YOUR TASK -> Rewrite the data from its first line through the line that contains "207 15 L 214", keeping every line, the requests included. In the answers, multiply each coordinate by 2.6 and round it to a whole number, rounding halves up, but leave the numbers in the requests and their format samples unchanged.

THE DATA ->
"""

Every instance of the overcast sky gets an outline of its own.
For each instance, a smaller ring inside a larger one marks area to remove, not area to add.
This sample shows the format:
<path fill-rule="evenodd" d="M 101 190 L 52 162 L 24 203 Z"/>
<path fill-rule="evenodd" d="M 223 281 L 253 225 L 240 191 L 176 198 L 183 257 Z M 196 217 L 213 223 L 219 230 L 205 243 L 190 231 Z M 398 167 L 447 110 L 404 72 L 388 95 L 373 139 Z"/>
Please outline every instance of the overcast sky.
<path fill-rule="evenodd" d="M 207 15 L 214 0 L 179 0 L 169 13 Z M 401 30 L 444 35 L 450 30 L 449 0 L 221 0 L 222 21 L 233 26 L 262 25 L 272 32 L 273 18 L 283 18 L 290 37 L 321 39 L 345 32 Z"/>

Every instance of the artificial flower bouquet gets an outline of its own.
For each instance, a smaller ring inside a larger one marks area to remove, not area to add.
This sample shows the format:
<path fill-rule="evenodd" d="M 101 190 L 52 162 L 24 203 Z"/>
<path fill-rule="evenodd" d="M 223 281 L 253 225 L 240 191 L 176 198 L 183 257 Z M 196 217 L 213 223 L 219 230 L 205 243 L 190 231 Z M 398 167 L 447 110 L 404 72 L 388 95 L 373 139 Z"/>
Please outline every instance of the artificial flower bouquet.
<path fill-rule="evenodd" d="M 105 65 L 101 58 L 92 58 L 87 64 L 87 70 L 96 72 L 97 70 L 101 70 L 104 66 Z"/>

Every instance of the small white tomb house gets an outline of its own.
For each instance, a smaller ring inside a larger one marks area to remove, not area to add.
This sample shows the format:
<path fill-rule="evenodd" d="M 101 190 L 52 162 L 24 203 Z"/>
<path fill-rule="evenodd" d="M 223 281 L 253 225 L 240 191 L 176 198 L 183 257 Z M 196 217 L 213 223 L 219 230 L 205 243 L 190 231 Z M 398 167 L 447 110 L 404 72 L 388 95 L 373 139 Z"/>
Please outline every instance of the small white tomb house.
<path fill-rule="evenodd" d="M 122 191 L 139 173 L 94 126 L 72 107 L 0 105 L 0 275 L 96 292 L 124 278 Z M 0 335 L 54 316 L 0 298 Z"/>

"""

SOLUTION TO THE PROBLEM ->
Every instance of the overcast sky gets an outline of its own.
For each instance, a smaller ring inside a larger one marks area to remove, not area to add.
This sample shows the format:
<path fill-rule="evenodd" d="M 101 190 L 52 162 L 24 203 Z"/>
<path fill-rule="evenodd" d="M 223 281 L 253 225 L 240 191 L 176 198 L 183 257 Z M 196 217 L 213 223 L 219 230 L 205 243 L 190 231 Z M 398 167 L 447 110 L 404 72 L 388 95 L 373 139 Z"/>
Please outline every instance of the overcast sky.
<path fill-rule="evenodd" d="M 538 39 L 556 0 L 465 0 L 439 34 Z M 1043 78 L 1154 91 L 1170 78 L 1167 0 L 575 0 L 577 55 L 606 68 L 681 65 L 707 83 L 710 47 L 736 47 L 754 96 L 835 101 L 897 83 Z"/>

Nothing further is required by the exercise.